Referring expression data
▬▬▬

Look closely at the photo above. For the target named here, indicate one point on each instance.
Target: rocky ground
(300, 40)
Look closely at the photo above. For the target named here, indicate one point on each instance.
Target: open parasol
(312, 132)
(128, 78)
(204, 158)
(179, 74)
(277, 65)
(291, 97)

▬▬▬

Exercise goal
Copy out all of the records verbatim.

Answer below
Look closely at the photo above. For the target named here, indicate one point on each instance.
Target: rocky ground
(300, 40)
Look closely at the photo above. For the target named here, indicate one point on each instance.
Target: open parasol
(312, 132)
(128, 78)
(204, 158)
(179, 74)
(277, 65)
(291, 97)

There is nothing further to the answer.